**MATERIAL SUPPLIED**:

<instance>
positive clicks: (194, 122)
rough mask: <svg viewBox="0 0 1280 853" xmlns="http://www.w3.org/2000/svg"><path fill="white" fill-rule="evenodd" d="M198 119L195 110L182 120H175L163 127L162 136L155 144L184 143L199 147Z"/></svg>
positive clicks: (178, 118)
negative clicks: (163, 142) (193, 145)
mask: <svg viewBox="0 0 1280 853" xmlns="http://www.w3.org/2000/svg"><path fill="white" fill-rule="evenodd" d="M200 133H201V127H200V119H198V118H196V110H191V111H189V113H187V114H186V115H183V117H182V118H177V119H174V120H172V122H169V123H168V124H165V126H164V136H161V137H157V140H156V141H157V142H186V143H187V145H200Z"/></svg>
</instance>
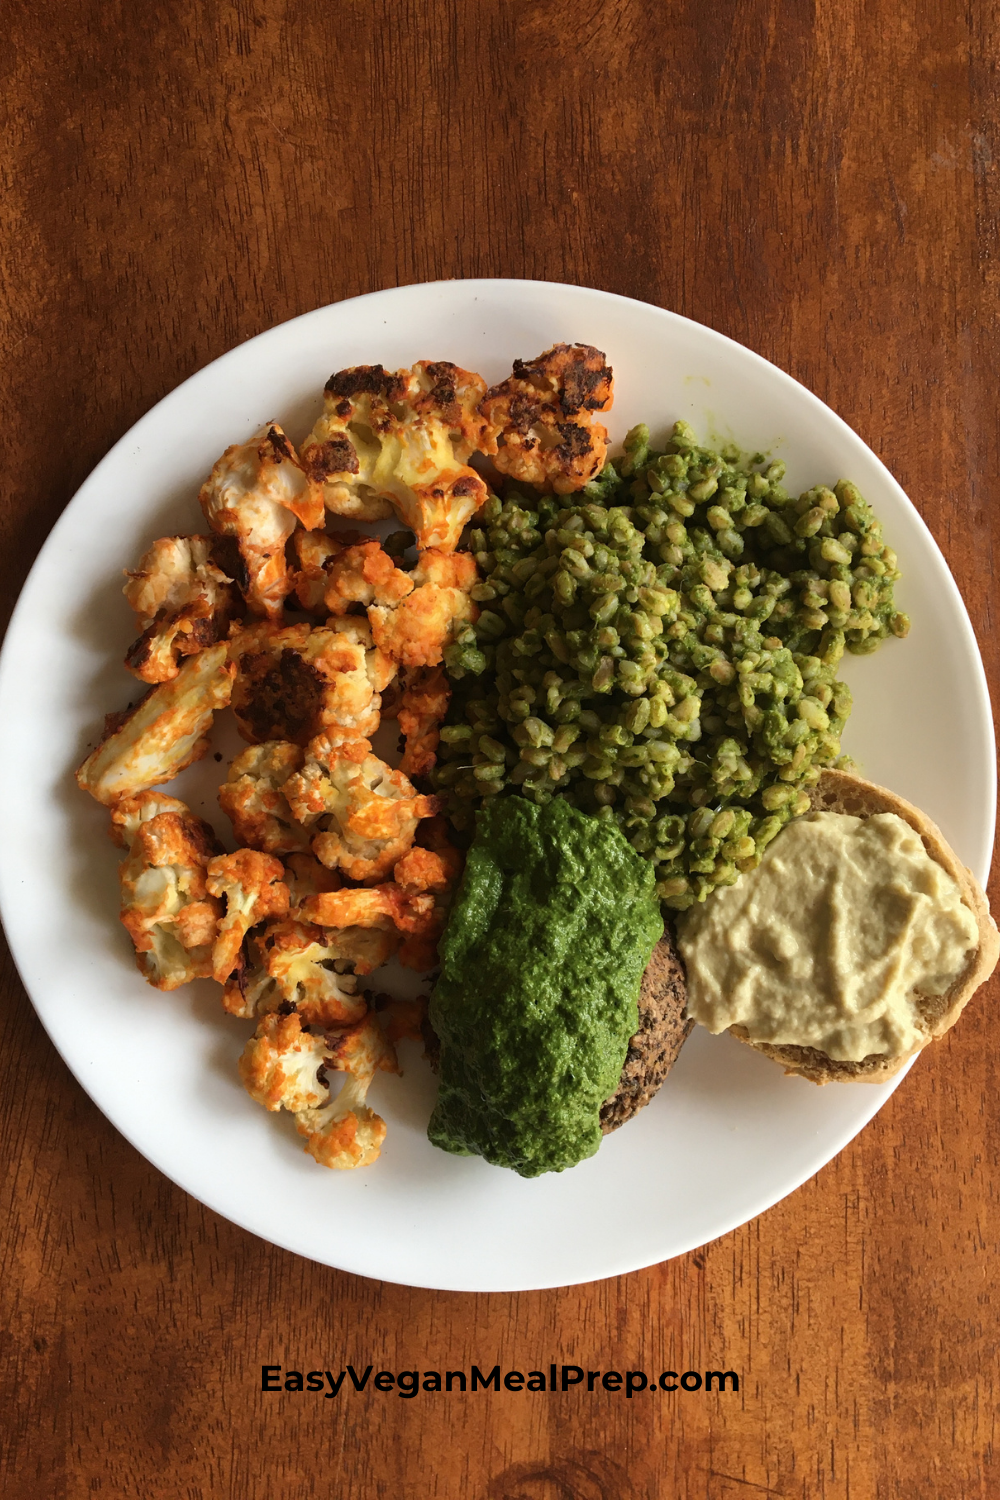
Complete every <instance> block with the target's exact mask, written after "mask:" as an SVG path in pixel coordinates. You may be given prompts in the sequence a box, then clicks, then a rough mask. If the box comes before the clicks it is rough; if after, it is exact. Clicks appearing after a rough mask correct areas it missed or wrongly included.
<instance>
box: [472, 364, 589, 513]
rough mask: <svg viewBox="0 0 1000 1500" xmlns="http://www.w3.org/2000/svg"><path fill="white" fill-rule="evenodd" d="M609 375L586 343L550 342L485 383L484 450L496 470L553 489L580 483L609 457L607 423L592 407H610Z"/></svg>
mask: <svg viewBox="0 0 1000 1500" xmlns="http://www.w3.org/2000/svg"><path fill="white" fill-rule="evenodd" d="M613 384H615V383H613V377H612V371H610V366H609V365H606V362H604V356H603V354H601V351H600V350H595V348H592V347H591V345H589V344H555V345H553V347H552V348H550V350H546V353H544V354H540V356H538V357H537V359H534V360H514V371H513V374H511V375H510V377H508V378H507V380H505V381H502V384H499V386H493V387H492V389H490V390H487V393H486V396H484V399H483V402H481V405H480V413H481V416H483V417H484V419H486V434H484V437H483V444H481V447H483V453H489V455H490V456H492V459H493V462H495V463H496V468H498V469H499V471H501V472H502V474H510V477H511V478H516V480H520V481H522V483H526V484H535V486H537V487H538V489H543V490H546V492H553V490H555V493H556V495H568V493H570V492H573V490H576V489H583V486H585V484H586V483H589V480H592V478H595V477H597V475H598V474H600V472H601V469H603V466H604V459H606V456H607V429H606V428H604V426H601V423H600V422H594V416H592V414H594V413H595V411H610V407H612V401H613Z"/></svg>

* * *

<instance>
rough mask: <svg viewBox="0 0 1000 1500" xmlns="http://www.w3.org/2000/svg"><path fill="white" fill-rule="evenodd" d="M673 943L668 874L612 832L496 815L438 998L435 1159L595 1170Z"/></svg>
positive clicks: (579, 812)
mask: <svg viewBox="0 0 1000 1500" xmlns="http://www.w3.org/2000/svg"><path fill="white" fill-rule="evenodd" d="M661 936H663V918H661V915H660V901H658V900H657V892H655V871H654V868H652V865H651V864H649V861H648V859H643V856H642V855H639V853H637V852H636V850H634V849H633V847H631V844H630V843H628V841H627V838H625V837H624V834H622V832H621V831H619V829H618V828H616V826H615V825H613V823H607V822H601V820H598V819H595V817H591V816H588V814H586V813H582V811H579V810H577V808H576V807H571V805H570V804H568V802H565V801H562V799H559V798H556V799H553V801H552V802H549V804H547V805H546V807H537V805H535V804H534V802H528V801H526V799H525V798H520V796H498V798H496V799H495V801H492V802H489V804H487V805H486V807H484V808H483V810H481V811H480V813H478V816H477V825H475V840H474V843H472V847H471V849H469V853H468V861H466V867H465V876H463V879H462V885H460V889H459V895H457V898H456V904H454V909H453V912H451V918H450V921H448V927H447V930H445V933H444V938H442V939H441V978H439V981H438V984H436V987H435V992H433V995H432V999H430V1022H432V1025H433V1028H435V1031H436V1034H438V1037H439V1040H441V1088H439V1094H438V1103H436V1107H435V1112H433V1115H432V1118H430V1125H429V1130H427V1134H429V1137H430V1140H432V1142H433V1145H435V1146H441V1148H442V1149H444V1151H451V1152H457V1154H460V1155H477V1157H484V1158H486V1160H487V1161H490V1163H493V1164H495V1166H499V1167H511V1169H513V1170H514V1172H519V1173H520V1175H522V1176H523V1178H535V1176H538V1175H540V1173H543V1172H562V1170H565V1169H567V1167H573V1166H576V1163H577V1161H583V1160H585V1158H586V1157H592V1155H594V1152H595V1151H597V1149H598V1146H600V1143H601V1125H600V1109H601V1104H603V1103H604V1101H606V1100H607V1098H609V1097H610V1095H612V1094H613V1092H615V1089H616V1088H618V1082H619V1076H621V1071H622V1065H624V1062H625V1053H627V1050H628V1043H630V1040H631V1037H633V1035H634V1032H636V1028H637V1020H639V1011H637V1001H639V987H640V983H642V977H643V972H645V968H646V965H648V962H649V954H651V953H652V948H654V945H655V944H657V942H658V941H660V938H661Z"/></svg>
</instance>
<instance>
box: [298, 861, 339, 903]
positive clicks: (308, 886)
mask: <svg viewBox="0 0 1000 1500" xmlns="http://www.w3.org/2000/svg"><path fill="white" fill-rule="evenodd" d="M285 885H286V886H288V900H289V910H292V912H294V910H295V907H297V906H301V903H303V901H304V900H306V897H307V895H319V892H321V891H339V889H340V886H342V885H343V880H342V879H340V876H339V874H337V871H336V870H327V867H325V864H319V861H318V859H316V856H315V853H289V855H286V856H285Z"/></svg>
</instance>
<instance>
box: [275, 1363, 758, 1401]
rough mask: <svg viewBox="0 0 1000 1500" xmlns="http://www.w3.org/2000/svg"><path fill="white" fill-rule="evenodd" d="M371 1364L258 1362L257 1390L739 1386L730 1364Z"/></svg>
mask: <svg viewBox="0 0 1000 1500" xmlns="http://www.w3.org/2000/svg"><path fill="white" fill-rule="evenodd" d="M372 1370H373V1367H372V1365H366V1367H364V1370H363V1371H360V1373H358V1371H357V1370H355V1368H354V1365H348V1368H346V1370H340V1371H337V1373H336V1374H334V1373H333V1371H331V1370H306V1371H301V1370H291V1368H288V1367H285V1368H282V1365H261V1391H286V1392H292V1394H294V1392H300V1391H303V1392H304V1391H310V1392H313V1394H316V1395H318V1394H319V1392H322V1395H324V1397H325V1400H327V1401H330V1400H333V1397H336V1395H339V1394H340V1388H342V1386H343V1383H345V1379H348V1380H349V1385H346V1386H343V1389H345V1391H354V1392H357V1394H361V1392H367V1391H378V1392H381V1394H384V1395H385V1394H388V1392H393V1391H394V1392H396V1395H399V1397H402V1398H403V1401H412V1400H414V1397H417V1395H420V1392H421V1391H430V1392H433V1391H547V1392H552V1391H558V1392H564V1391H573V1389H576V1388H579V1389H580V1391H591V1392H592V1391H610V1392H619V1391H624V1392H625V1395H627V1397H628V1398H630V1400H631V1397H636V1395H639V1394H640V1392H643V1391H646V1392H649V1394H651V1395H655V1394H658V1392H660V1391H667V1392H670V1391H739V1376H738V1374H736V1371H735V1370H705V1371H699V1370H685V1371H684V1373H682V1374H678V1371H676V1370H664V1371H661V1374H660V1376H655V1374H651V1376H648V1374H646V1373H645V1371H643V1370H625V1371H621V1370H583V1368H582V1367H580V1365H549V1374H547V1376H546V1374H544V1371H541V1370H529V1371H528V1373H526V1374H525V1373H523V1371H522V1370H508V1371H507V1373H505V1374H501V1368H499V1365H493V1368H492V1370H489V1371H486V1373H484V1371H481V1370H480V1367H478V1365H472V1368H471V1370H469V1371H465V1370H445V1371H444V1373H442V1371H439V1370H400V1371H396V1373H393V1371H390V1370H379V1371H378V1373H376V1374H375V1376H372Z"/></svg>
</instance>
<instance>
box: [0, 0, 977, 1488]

==

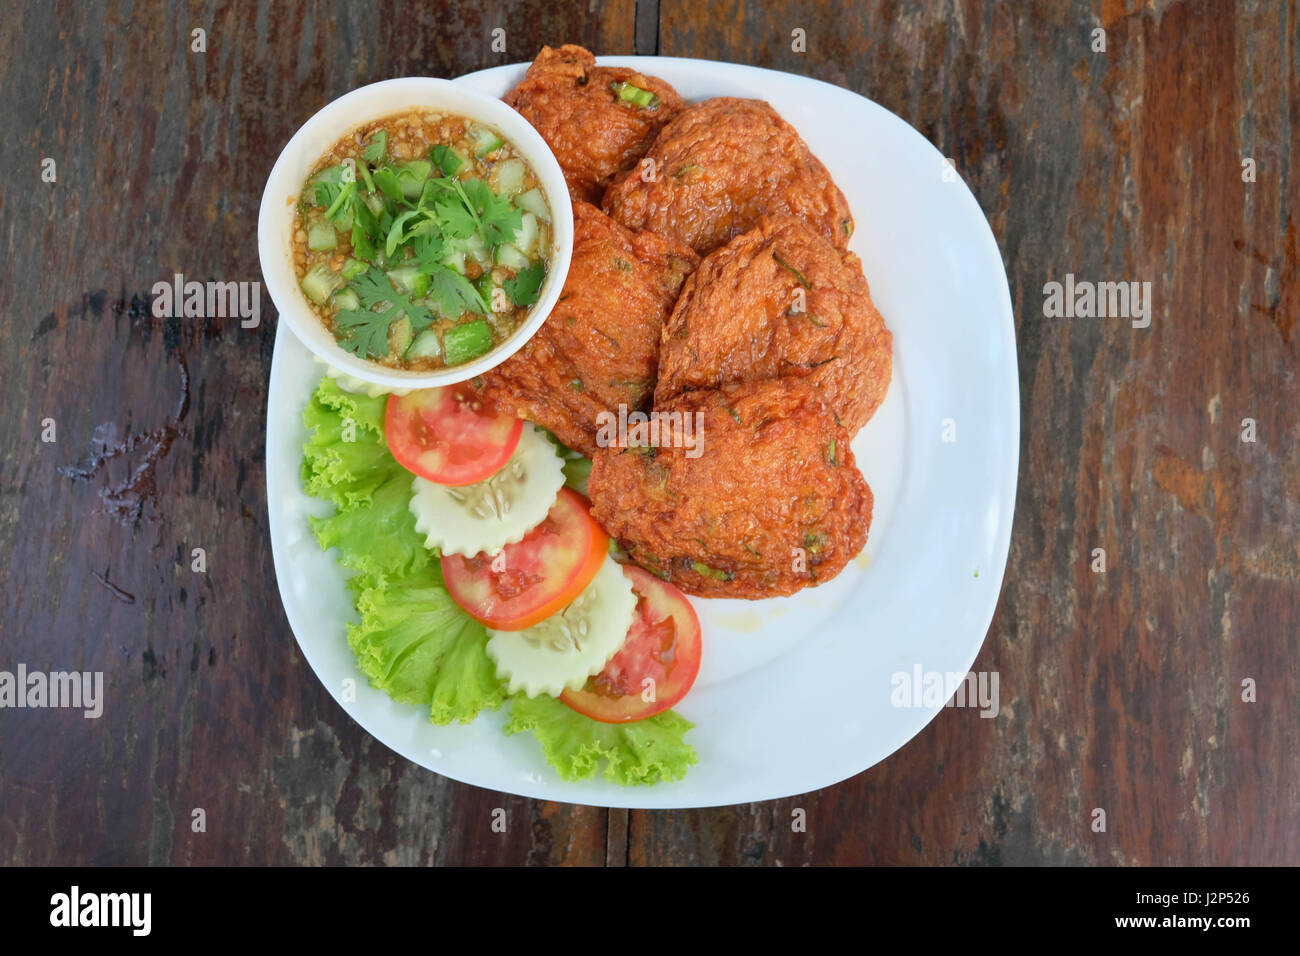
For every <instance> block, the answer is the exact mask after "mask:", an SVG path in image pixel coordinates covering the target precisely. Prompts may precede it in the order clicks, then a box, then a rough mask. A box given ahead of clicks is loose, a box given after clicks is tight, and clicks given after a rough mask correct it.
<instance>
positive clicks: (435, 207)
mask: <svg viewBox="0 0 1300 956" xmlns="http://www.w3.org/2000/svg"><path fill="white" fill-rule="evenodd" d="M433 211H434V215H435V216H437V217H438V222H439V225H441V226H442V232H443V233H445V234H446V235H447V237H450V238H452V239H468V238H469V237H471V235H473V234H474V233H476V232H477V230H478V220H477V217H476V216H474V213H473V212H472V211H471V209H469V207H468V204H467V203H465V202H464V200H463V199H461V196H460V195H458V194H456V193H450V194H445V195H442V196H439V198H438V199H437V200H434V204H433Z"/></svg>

**DESCRIPTION OF THE TASK**:
Say how many lines in the data hold the string "exact". No other content should accompany the number.

**SOLUTION**:
2